Stated problem:
Transcribe every line of the listing below without any deviation.
— Start of Input for this task —
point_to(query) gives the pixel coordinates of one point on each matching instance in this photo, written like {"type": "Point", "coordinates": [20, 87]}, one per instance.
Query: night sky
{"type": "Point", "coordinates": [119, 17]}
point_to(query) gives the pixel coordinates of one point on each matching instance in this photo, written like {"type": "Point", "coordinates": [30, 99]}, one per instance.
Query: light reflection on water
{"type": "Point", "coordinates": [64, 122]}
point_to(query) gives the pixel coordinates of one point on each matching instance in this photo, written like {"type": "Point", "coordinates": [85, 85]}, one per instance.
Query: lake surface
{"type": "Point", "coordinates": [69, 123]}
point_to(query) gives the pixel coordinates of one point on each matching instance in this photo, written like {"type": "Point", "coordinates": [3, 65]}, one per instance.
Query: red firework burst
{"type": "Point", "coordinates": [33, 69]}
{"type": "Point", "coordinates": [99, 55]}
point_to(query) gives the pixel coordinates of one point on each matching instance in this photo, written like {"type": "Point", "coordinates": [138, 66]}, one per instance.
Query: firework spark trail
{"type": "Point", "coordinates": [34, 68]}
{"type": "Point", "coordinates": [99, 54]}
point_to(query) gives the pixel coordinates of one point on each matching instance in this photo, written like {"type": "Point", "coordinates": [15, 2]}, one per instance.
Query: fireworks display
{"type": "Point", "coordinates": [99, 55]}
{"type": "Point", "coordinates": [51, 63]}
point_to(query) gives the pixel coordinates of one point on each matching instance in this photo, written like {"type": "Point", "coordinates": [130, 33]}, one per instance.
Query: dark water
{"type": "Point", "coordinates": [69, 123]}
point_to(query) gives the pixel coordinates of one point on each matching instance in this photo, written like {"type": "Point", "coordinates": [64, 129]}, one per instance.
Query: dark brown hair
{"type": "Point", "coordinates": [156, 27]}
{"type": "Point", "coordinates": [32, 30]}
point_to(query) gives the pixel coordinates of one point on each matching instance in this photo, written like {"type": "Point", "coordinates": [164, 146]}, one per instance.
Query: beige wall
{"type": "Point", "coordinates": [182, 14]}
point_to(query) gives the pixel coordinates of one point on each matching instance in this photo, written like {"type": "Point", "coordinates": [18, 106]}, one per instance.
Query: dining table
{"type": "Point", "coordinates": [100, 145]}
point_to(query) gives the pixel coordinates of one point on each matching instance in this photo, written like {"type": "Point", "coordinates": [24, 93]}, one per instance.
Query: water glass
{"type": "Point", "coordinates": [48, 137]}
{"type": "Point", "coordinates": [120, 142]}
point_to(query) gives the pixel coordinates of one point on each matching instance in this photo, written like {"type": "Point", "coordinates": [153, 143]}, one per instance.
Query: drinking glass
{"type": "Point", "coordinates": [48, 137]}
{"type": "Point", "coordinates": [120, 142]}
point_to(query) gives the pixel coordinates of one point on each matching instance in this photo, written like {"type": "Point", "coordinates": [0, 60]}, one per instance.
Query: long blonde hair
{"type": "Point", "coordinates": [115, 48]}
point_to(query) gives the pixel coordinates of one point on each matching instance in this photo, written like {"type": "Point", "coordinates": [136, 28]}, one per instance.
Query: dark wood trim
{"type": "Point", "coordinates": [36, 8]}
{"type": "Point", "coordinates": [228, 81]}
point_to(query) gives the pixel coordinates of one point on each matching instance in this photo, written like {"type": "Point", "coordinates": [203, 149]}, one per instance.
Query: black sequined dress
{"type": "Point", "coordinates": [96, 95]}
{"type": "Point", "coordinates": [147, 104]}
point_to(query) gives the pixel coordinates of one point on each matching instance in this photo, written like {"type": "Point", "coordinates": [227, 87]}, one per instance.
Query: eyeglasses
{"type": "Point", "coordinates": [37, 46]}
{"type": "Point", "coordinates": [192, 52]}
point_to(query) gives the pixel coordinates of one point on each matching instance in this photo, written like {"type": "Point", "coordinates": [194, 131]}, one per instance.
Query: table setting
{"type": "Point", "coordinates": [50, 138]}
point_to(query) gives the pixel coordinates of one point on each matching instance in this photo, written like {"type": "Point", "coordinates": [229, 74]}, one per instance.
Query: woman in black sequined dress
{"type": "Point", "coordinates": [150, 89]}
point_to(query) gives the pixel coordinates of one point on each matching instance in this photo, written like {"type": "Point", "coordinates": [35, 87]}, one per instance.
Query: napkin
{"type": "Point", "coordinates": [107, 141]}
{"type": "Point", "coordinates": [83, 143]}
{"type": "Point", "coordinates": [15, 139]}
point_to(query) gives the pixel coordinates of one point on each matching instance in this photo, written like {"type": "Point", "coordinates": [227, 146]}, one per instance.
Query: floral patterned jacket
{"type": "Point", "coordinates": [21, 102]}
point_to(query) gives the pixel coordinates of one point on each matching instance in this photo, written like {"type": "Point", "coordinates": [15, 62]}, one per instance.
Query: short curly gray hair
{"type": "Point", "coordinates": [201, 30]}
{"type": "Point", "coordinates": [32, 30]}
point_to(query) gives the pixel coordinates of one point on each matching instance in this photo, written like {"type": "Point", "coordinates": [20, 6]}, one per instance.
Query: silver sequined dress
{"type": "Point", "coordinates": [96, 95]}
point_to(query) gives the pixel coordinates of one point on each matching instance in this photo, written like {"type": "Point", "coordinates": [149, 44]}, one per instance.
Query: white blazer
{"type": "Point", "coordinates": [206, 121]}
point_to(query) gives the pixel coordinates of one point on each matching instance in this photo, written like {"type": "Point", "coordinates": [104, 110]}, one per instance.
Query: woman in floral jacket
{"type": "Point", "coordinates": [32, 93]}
— End of Input for this task —
Exercise result:
point_to(query) gives the pixel coordinates of one point on each matching instance in this photo, written like {"type": "Point", "coordinates": [20, 87]}, one per instance.
Query: night sky
{"type": "Point", "coordinates": [119, 17]}
point_to(query) gives the pixel coordinates of one point on each matching instance in this photo, written like {"type": "Point", "coordinates": [30, 99]}, one per instance.
Query: light reflection on water
{"type": "Point", "coordinates": [64, 122]}
point_to(query) gives the pixel coordinates of one point on each matching instance in this photo, written like {"type": "Point", "coordinates": [85, 85]}, one per instance.
Query: lake surface
{"type": "Point", "coordinates": [69, 123]}
point_to(query) gives the pixel coordinates of one point on each matching instance in this photo, written like {"type": "Point", "coordinates": [3, 65]}, one per instance.
Query: red firework burst
{"type": "Point", "coordinates": [33, 69]}
{"type": "Point", "coordinates": [99, 55]}
point_to(query) gives the pixel coordinates of one point on each matching instance in this photo, written like {"type": "Point", "coordinates": [138, 66]}, one per instance.
Query: firework spark trail
{"type": "Point", "coordinates": [34, 68]}
{"type": "Point", "coordinates": [99, 54]}
point_to(query) gives the pixel coordinates of one point on each matching instance in this photo, written like {"type": "Point", "coordinates": [15, 2]}, one per instance.
Query: fireworks display
{"type": "Point", "coordinates": [99, 55]}
{"type": "Point", "coordinates": [51, 63]}
point_to(query) gives the pixel coordinates of one point on each matching instance in this photo, written like {"type": "Point", "coordinates": [130, 33]}, one per instance.
Query: dark water
{"type": "Point", "coordinates": [69, 123]}
point_to(query) gives the pixel coordinates of one point on each matching instance in this photo, written like {"type": "Point", "coordinates": [64, 129]}, one per instance.
Query: dark brown hair
{"type": "Point", "coordinates": [156, 27]}
{"type": "Point", "coordinates": [32, 30]}
point_to(query) gives the pixel coordinates of one point on each matching instance in this photo, written like {"type": "Point", "coordinates": [164, 146]}, one per instance.
Query: beige wall
{"type": "Point", "coordinates": [182, 14]}
point_to(query) gives the pixel coordinates of one point on each matching instance in this photo, written like {"type": "Point", "coordinates": [18, 106]}, one per instance.
Query: dining table
{"type": "Point", "coordinates": [100, 145]}
point_to(query) gives the pixel coordinates of one point on each matching instance in this photo, written like {"type": "Point", "coordinates": [24, 93]}, one per instance.
Query: water glass
{"type": "Point", "coordinates": [48, 137]}
{"type": "Point", "coordinates": [120, 142]}
point_to(query) gives the pixel coordinates of one point on each matching instance in this photo, written like {"type": "Point", "coordinates": [153, 143]}, one per instance.
Query: drinking glass
{"type": "Point", "coordinates": [48, 137]}
{"type": "Point", "coordinates": [120, 142]}
point_to(query) gives the pixel coordinates of one point on each matching instance in this photo, written like {"type": "Point", "coordinates": [0, 60]}, one per instance.
Query: long blonde hair
{"type": "Point", "coordinates": [115, 48]}
point_to(query) gives the pixel coordinates of one point on each matching instance in this photo, written like {"type": "Point", "coordinates": [136, 28]}, one per instance.
Query: dark wood trim
{"type": "Point", "coordinates": [36, 8]}
{"type": "Point", "coordinates": [228, 81]}
point_to(query) gives the pixel coordinates of one point on each matching instance in this photo, written like {"type": "Point", "coordinates": [203, 149]}, one per instance.
Query: black sequined dress
{"type": "Point", "coordinates": [96, 95]}
{"type": "Point", "coordinates": [147, 104]}
point_to(query) gives the pixel coordinates of one point on each matching instance in this photo, written like {"type": "Point", "coordinates": [227, 87]}, one per instance.
Query: eyeglasses
{"type": "Point", "coordinates": [37, 46]}
{"type": "Point", "coordinates": [192, 52]}
point_to(query) gives the pixel coordinates of one point on each matching instance in this photo, written like {"type": "Point", "coordinates": [194, 131]}, one per instance.
Query: table setting
{"type": "Point", "coordinates": [50, 138]}
point_to(query) gives the pixel coordinates of one point on each matching instance in this photo, written like {"type": "Point", "coordinates": [229, 74]}, one per instance.
Query: woman in black sequined dress
{"type": "Point", "coordinates": [150, 89]}
point_to(query) gives the pixel coordinates of one point on each matching instance in this photo, written like {"type": "Point", "coordinates": [35, 87]}, one per instance.
Query: napkin
{"type": "Point", "coordinates": [107, 141]}
{"type": "Point", "coordinates": [83, 143]}
{"type": "Point", "coordinates": [15, 139]}
point_to(query) gives the pixel coordinates of one point on each matching instance in this photo, written like {"type": "Point", "coordinates": [227, 146]}, one per instance.
Query: floral patterned jacket
{"type": "Point", "coordinates": [21, 102]}
point_to(query) gives the pixel coordinates of one point on each matching instance in this photo, written like {"type": "Point", "coordinates": [15, 62]}, one per instance.
Query: short curly gray hair
{"type": "Point", "coordinates": [201, 30]}
{"type": "Point", "coordinates": [32, 30]}
point_to(query) gives the pixel coordinates of one point on each matching instance in this photo, written like {"type": "Point", "coordinates": [20, 6]}, one per instance.
Query: silver sequined dress
{"type": "Point", "coordinates": [96, 95]}
point_to(query) gives the pixel coordinates of one point on each matching instance in this photo, written like {"type": "Point", "coordinates": [149, 44]}, one per instance.
Query: white blazer
{"type": "Point", "coordinates": [206, 121]}
point_to(query) gives the pixel coordinates of one point on each matching instance in this photo, written like {"type": "Point", "coordinates": [104, 110]}, one per instance.
Query: woman in floral jacket
{"type": "Point", "coordinates": [32, 93]}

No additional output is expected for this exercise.